#### Study text

Basis of consolidation
The group financial statements consolidate those of the Company and of its
subsidiary undertakings. Profits or losses on inter-group transactions and intra
group balances are eliminated on consolidation. Tien Shui hospital is owned and
operated by a charitable trust but managed by LITBC. All income and costs are
consolidated into LITBC because the risks and rewards flow through LITBC.
Goodwill arising has not been amortised. In line with Financial Reporting
Standard 10, the directors will perform an impairment review at the end of each
year to ensure its recoverable value does not fall below its carrying value.
Turnover
Turnover comprises the value of rental income receivable by the group for the
year, net of Value Added Tax.
Property under construction
The Company acquired a 99% interest in Lanzhou International Trade Building
Company Limited ("LITBC") in 2004. The acquisition value was established based
on an independent valuation of LITBC property interests. These interests include
both investment properties and property under construction. In accordance with
UK GAAP the former is carried at valuation. In respect of the property under
construction, it is valued at the lower of replacement cost and net realisable
value. If the Company applied FRS7 to the consolidated balance sheet Goodwill of
#17,313,000 would arise which would then be subject to an annual impairment
review. In the Director's opinion no goodwill should be recorded as no premium
over market value has been paid by the Company.
Accordingly, the Directors believe it was necessary to invoke the true and fair
over-ride. The construction in progress has therefore been recorded at its then
fair value of #18,752,197 (cost #1,278,197). (If the property were disposed of
at the valuation at 31st March 2007 then this would give rise to a tax charge of
#5.55m.)
Investment properties
Investment properties are accounted for in accordance with SSAP 19 "Accounting
for investment properties", which provides that these should not be subject to
periodic depreciation charges (unless held on lease), but should be shown at
open market value. This is contrary to the Companies Act 1985 which states that,
subject to any provision for depreciation or diminution in value, fixed assets
are normally to be stated at purchase price or production cost. Current cost
accounting or the revaluation of specific assets to market value, as determined
at the date of the last valuation, is also permitted.
The treatment of investment properties under the Companies Act does not give a
true and fair view as these assets are not held for consumption in the business
but as investments, the disposal of which would not materially affect and
manufacturing or trading operations of the enterprise. In such a case it is the
current value of these investments, and changes in that current value, which are
of prime importance. Consequentially, for the proper appreciation of the
financial position, the accounting treatment required by SSAP 19 is considered
appropriate for investment properties.
Investment properties acquired are recognised only on practical completion. The
direct costs of the property and associated costs of acquisition are
capitalised. Interest is written off to the profit and loss account.
Revaluations of investment properties are undertaken annually.
Stock
Stock is valued at the lower of cost or net realisable value.
Pension costs
The company operates a defined contribution pension scheme for employees. The
assets of the scheme are held separately from those of the company. The annual
contributions payable are charged to the group profit and loss account.

########
#### The data

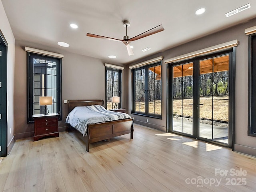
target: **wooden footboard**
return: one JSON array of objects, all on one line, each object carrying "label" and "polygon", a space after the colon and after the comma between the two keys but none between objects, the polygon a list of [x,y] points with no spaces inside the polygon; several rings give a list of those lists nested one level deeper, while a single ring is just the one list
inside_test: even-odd
[{"label": "wooden footboard", "polygon": [[129,133],[133,139],[133,118],[88,125],[85,136],[86,151],[89,152],[90,143]]}]

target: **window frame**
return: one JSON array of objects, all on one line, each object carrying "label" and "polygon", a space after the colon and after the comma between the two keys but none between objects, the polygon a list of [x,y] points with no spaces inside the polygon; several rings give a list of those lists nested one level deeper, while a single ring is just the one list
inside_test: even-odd
[{"label": "window frame", "polygon": [[256,137],[256,33],[248,36],[248,135]]},{"label": "window frame", "polygon": [[[153,118],[162,119],[162,101],[163,101],[163,87],[162,87],[162,75],[161,76],[160,88],[161,88],[161,114],[156,114],[150,113],[148,112],[148,71],[149,68],[158,65],[161,66],[161,74],[162,74],[162,60],[158,61],[156,62],[145,65],[142,67],[132,69],[131,70],[132,78],[132,108],[131,113],[135,115],[145,116]],[[145,70],[145,112],[140,112],[135,110],[135,72],[137,70],[144,69]]]},{"label": "window frame", "polygon": [[[34,58],[50,60],[54,61],[59,64],[56,66],[56,73],[57,78],[56,79],[56,89],[58,89],[57,96],[56,98],[56,111],[60,114],[58,120],[62,119],[62,62],[61,58],[56,58],[51,56],[38,54],[31,52],[27,52],[28,62],[28,96],[27,96],[27,120],[28,123],[33,123],[34,120],[32,116],[33,115],[33,88],[34,88],[34,64],[33,59]],[[59,67],[58,67],[58,65]],[[58,77],[59,77],[58,78]]]},{"label": "window frame", "polygon": [[[106,101],[106,109],[108,109],[108,100],[107,100],[107,95],[108,95],[108,83],[107,83],[107,77],[108,77],[108,71],[114,71],[115,72],[117,72],[118,73],[118,95],[114,95],[112,96],[118,96],[120,97],[120,103],[118,103],[117,106],[118,108],[122,108],[122,70],[121,69],[114,69],[113,68],[111,68],[108,67],[105,67],[105,100]],[[114,104],[112,103],[112,109],[114,109]]]}]

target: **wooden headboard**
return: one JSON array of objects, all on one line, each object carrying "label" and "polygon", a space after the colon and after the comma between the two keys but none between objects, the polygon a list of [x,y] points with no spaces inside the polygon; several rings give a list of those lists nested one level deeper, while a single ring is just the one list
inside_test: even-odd
[{"label": "wooden headboard", "polygon": [[100,105],[104,106],[103,100],[68,100],[68,114],[77,106],[89,106]]}]

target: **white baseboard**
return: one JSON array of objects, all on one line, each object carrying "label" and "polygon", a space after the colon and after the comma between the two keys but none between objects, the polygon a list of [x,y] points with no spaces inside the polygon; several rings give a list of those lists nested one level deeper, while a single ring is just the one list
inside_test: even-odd
[{"label": "white baseboard", "polygon": [[235,144],[236,152],[256,157],[256,148]]}]

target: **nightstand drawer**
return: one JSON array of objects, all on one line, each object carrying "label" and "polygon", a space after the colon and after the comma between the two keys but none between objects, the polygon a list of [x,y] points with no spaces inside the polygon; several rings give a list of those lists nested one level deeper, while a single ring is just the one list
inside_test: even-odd
[{"label": "nightstand drawer", "polygon": [[35,122],[38,128],[46,127],[49,126],[56,126],[58,124],[58,119],[51,119],[46,120],[40,120]]},{"label": "nightstand drawer", "polygon": [[38,127],[36,131],[35,132],[35,134],[36,135],[43,135],[54,132],[58,132],[58,129],[56,129],[56,126],[46,126],[41,128]]}]

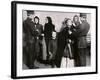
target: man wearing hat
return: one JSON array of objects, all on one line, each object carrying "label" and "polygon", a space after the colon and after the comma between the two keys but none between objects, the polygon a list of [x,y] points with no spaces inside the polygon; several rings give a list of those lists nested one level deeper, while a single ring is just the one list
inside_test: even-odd
[{"label": "man wearing hat", "polygon": [[90,25],[86,20],[86,13],[80,13],[80,25],[75,32],[70,32],[71,37],[78,39],[78,65],[86,66],[86,53],[87,53],[87,41],[86,36],[90,29]]},{"label": "man wearing hat", "polygon": [[24,64],[29,69],[36,68],[34,60],[36,54],[34,53],[34,11],[27,10],[27,19],[23,22],[23,58],[25,58]]}]

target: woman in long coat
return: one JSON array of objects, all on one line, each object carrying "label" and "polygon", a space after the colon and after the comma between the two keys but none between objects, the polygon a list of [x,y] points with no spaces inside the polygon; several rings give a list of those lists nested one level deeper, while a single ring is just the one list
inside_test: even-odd
[{"label": "woman in long coat", "polygon": [[[58,33],[57,52],[56,52],[56,56],[55,56],[55,65],[58,68],[61,65],[61,59],[63,56],[71,57],[71,56],[69,56],[69,53],[64,54],[64,49],[65,49],[66,45],[68,45],[68,43],[69,43],[69,27],[68,27],[68,25],[70,25],[70,27],[72,27],[72,22],[69,18],[66,20],[66,27],[63,30],[61,30],[61,32]],[[71,30],[71,28],[70,28],[70,30]]]},{"label": "woman in long coat", "polygon": [[48,46],[49,46],[49,41],[52,38],[52,31],[55,31],[55,26],[52,23],[51,17],[46,17],[46,23],[44,25],[44,37],[45,37],[45,42],[46,42],[46,52],[47,52],[46,59],[47,60],[50,57],[49,51],[48,51]]}]

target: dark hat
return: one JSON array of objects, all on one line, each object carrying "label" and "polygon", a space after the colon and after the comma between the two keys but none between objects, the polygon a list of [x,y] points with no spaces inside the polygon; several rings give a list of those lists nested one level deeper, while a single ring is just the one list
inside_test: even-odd
[{"label": "dark hat", "polygon": [[34,14],[33,10],[27,10],[27,15]]},{"label": "dark hat", "polygon": [[80,13],[80,17],[86,18],[86,13]]}]

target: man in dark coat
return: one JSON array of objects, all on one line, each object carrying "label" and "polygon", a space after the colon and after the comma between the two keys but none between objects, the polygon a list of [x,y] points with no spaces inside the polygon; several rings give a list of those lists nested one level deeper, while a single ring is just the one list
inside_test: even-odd
[{"label": "man in dark coat", "polygon": [[44,25],[44,37],[45,37],[45,42],[46,42],[46,52],[47,52],[46,59],[47,60],[50,57],[48,46],[49,46],[49,41],[52,38],[52,31],[55,31],[55,25],[52,23],[51,17],[46,17],[46,23]]},{"label": "man in dark coat", "polygon": [[35,45],[36,46],[34,46],[35,47],[35,49],[34,49],[34,52],[36,53],[36,59],[38,59],[38,60],[42,60],[42,57],[43,57],[43,55],[42,55],[42,38],[43,38],[43,36],[42,36],[42,34],[43,34],[43,26],[39,23],[39,17],[37,17],[37,16],[35,16],[35,18],[34,18],[34,26],[33,26],[33,28],[34,28],[34,33],[36,33],[35,35],[34,35],[34,37],[36,38],[35,39]]},{"label": "man in dark coat", "polygon": [[71,37],[76,37],[78,39],[78,60],[79,66],[86,66],[86,53],[87,53],[87,41],[86,36],[90,29],[89,23],[86,21],[86,14],[80,13],[81,23],[75,32],[70,33]]},{"label": "man in dark coat", "polygon": [[34,11],[27,11],[27,19],[23,22],[23,55],[26,56],[26,65],[29,69],[37,68],[34,64],[39,53],[39,39],[42,26],[33,21]]}]

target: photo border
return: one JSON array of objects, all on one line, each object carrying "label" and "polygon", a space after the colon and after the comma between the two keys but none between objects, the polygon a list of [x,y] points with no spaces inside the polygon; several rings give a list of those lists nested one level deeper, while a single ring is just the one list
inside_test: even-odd
[{"label": "photo border", "polygon": [[[34,4],[34,5],[48,5],[60,7],[81,7],[81,8],[94,8],[96,9],[96,71],[95,72],[82,72],[82,73],[69,73],[69,74],[53,74],[53,75],[37,75],[37,76],[17,76],[17,4]],[[87,5],[73,5],[73,4],[57,4],[57,3],[41,3],[41,2],[24,2],[12,1],[11,2],[11,78],[39,78],[39,77],[54,77],[54,76],[68,76],[68,75],[85,75],[98,73],[98,7]]]}]

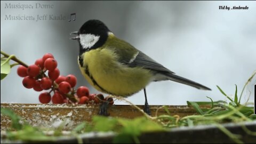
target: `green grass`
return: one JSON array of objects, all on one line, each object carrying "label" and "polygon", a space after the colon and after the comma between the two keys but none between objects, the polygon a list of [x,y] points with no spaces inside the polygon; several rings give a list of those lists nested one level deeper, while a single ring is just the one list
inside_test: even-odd
[{"label": "green grass", "polygon": [[[247,103],[241,103],[241,97],[245,87],[252,81],[255,74],[256,72],[246,83],[239,99],[236,85],[234,99],[217,86],[220,93],[227,98],[228,102],[222,100],[213,101],[210,97],[207,97],[209,101],[187,101],[188,106],[193,107],[197,112],[197,115],[183,117],[180,117],[178,115],[172,116],[167,108],[163,107],[167,114],[155,117],[149,116],[145,113],[143,113],[145,116],[133,119],[95,116],[93,117],[91,123],[81,123],[73,130],[70,135],[76,137],[78,142],[82,142],[82,140],[79,137],[81,133],[91,131],[113,131],[117,133],[116,137],[113,140],[114,143],[133,142],[139,143],[138,137],[143,132],[167,131],[172,127],[180,126],[212,124],[218,127],[233,140],[234,142],[242,143],[243,141],[241,140],[241,135],[232,133],[221,124],[250,122],[256,119],[256,116],[253,113],[253,107],[247,106]],[[137,107],[133,105],[132,106]],[[202,108],[202,107],[204,108]],[[142,110],[138,108],[141,113],[143,113]],[[1,114],[11,118],[12,122],[11,128],[15,130],[6,131],[6,138],[9,140],[20,140],[25,141],[54,141],[56,140],[57,136],[62,135],[63,125],[60,125],[59,127],[53,130],[54,134],[49,136],[42,132],[45,129],[33,127],[26,122],[23,122],[22,123],[23,124],[21,124],[20,123],[22,121],[21,118],[11,110],[1,108]],[[245,126],[243,129],[248,134],[256,135],[256,132],[252,132]]]}]

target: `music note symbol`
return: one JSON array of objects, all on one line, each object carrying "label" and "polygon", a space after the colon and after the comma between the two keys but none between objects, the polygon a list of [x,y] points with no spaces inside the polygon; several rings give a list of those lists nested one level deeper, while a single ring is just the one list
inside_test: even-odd
[{"label": "music note symbol", "polygon": [[72,17],[73,15],[75,15],[75,18],[73,19],[73,20],[74,20],[74,21],[75,21],[75,20],[76,20],[76,13],[73,13],[70,14],[70,18],[68,20],[68,21],[71,21],[71,18]]}]

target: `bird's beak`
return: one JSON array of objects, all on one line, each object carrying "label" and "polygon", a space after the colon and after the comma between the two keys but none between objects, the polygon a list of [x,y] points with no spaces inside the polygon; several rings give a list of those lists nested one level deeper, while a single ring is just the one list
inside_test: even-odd
[{"label": "bird's beak", "polygon": [[80,38],[80,37],[79,37],[79,35],[78,35],[78,31],[74,31],[74,32],[72,32],[70,34],[70,35],[77,35],[76,37],[71,37],[70,39],[78,39]]}]

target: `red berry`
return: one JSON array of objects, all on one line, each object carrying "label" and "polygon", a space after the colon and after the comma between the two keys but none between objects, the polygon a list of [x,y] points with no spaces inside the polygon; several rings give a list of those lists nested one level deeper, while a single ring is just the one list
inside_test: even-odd
[{"label": "red berry", "polygon": [[56,80],[55,80],[55,82],[57,84],[59,84],[60,83],[61,83],[62,82],[65,82],[65,79],[66,79],[66,77],[65,77],[63,76],[59,76],[58,77],[58,78]]},{"label": "red berry", "polygon": [[27,70],[28,68],[24,67],[23,66],[20,66],[17,69],[17,74],[18,75],[22,77],[24,77],[28,76],[27,73]]},{"label": "red berry", "polygon": [[68,93],[71,90],[71,86],[67,82],[62,82],[59,85],[59,90],[63,93]]},{"label": "red berry", "polygon": [[84,104],[89,101],[89,98],[87,97],[83,96],[80,98],[80,100],[79,101],[79,104]]},{"label": "red berry", "polygon": [[104,100],[104,96],[103,96],[103,94],[98,94],[96,95],[96,97],[95,97],[94,103],[99,103],[100,102],[102,102],[103,100]]},{"label": "red berry", "polygon": [[51,101],[51,95],[47,92],[43,92],[39,95],[39,101],[42,103],[48,103]]},{"label": "red berry", "polygon": [[107,97],[104,99],[105,100],[108,101],[108,105],[113,105],[114,104],[114,100],[113,98],[110,97]]},{"label": "red berry", "polygon": [[35,84],[33,86],[33,89],[35,91],[39,92],[43,91],[43,89],[40,86],[40,81],[36,81]]},{"label": "red berry", "polygon": [[92,93],[89,95],[89,97],[88,97],[90,99],[90,100],[94,100],[95,97],[96,97],[96,94],[95,93]]},{"label": "red berry", "polygon": [[22,81],[23,85],[27,89],[31,89],[35,85],[35,80],[33,77],[26,76]]},{"label": "red berry", "polygon": [[61,96],[62,96],[63,99],[67,99],[67,96],[66,96],[65,94],[64,94],[64,93],[62,93],[62,92],[60,92],[58,90],[55,91],[55,93],[59,93],[59,94],[61,95]]},{"label": "red berry", "polygon": [[28,67],[27,73],[31,77],[35,77],[39,75],[40,68],[36,65],[32,65]]},{"label": "red berry", "polygon": [[70,102],[69,101],[69,100],[68,100],[67,99],[64,99],[63,100],[63,102],[66,103],[70,103]]},{"label": "red berry", "polygon": [[57,61],[53,58],[48,58],[44,64],[44,67],[49,71],[52,71],[57,67]]},{"label": "red berry", "polygon": [[52,103],[64,103],[64,99],[62,95],[59,93],[55,93],[52,98]]},{"label": "red berry", "polygon": [[52,80],[54,81],[60,76],[60,70],[58,68],[54,69],[52,71],[48,71],[48,76]]},{"label": "red berry", "polygon": [[48,58],[54,58],[54,57],[52,54],[50,53],[46,53],[44,55],[44,56],[43,56],[43,62],[44,62],[44,61],[45,61],[45,60]]},{"label": "red berry", "polygon": [[52,80],[47,77],[43,77],[40,82],[40,87],[45,90],[51,89],[52,87]]},{"label": "red berry", "polygon": [[80,86],[77,89],[76,94],[79,98],[83,96],[89,97],[89,89],[86,86]]},{"label": "red berry", "polygon": [[44,61],[42,58],[37,59],[36,62],[35,62],[35,65],[39,67],[41,69],[44,69]]},{"label": "red berry", "polygon": [[66,77],[65,81],[69,83],[71,87],[74,87],[76,84],[76,77],[73,75],[68,75]]}]

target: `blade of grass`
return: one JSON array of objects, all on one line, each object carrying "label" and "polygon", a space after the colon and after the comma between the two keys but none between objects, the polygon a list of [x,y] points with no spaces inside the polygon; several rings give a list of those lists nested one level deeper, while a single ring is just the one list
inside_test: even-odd
[{"label": "blade of grass", "polygon": [[248,79],[248,80],[247,81],[246,83],[245,83],[245,84],[244,85],[244,87],[243,88],[243,90],[242,90],[242,92],[241,92],[241,94],[240,94],[240,97],[239,98],[239,101],[238,101],[238,103],[240,103],[240,101],[241,100],[241,98],[242,98],[242,95],[243,94],[243,93],[244,92],[244,89],[245,89],[245,87],[248,85],[248,84],[251,82],[251,81],[252,81],[252,78],[253,78],[253,77],[254,77],[255,75],[256,75],[256,70],[253,72],[253,73],[252,74],[252,76],[251,76],[249,79]]},{"label": "blade of grass", "polygon": [[211,109],[212,109],[213,108],[213,101],[212,101],[212,99],[211,99],[211,98],[210,97],[206,97],[207,98],[210,99],[211,100],[211,101],[212,101],[212,106],[211,107]]},{"label": "blade of grass", "polygon": [[200,114],[201,115],[203,115],[204,114],[203,110],[201,109],[201,108],[200,108],[200,107],[199,107],[199,105],[196,102],[194,102],[194,101],[187,101],[187,103],[190,103],[190,105],[191,106],[192,106],[194,107],[194,108],[195,108],[196,109],[196,111],[197,111],[197,113]]},{"label": "blade of grass", "polygon": [[222,93],[224,95],[226,96],[226,97],[227,97],[227,98],[228,98],[230,101],[234,101],[230,98],[229,98],[229,97],[228,97],[223,91],[222,90],[221,90],[221,89],[220,89],[220,87],[217,85],[218,89],[219,89],[219,90],[220,90],[220,92],[221,93]]},{"label": "blade of grass", "polygon": [[239,103],[238,103],[237,102],[237,86],[236,85],[236,84],[235,85],[236,85],[236,92],[235,92],[235,103],[236,103],[236,105],[238,106],[239,106]]}]

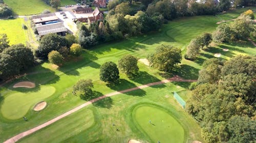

########

● Exercises:
[a] Return the part of the accounting policies text that begins at the words "Basis of consolidation" and stops after the words "its carrying value.", copied word for word.
[b] List every section heading in the accounting policies text, in the order they appear.
[c] Extend the accounting policies text by writing what would come next after its final sentence.

● Numbered answers:
[a]
Basis of consolidation
The group financial statements consolidate those of the Company and of its
subsidiary undertakings. Profits or losses on inter-group transactions and intra
group balances are eliminated on consolidation. Tien Shui hospital is owned and
operated by a charitable trust but managed by LITBC. All income and costs are
consolidated into LITBC because the risks and rewards flow through LITBC.
Goodwill arising has not been amortised. In line with Financial Reporting
Standard 10, the directors will perform an impairment review at the end of each
year to ensure its recoverable value does not fall below its carrying value.

[b]
Basis of consolidation
Turnover
Property under construction
Investment properties
Stock
Pension costs

[c]
Deferred taxation
Deferred tax is recognised in respect of all timing differences that have
originated but not reversed at the balance sheet date. Deferred tax assets are
recognised only to the extent that, in the opinion of the directors, they are
expected to be fully recoverable.
No provision is made for the taxation which would become payable under present
legislation if the Group's properties were sold at the amounts at which they are
carried in the financial statements.
Investments
Investments are valued at cost less any amounts written off for any permanent
impairment in value. Investments are carried in fixed assets unless the Board
have taken the decision to sell the investment within the following 12 months
from the balance sheet date.
Depreciation
Depreciation is calculated so as to write off the cost of an asset, less its
estimated residual value, over its useful economic life as follows:
Motor vehicles 9% - 18%
Fixtures & Fittings 9% - 18%
Office equipment 9% - 18%
Fixed Assets
All fixed assets are initially recorded at cost.
Going concern
United Kingdom law requires the company's directors to consider whether it is
appropriate to prepare financial statements on the basis that the group is a
going concern. In considering this matter the directors have reviewed the
group's budget for 2007 and 2008. This involved consideration of the cash flow
implications of the budget and the plan. The directors see no reason why the
group and company should not continue in operational existence for the
foreseeable future, given the subordinated loan and shareholder loans generated
during the previous and the current year. Interest on the shareholder loans will
continue to accrue but will not be paid until cash resources are generated from
the property development. Further shareholder loans will be available to cover
any short term cash flow deficits. For this reason they have adopted the going
concern basis in preparing the group's financial statements.
Functional Currency
The main trading is effected in the currency of the People's Republic of China.
The accounts are converted into sterling due to the company being incorporated
in England and listed on the London Stock Exchange.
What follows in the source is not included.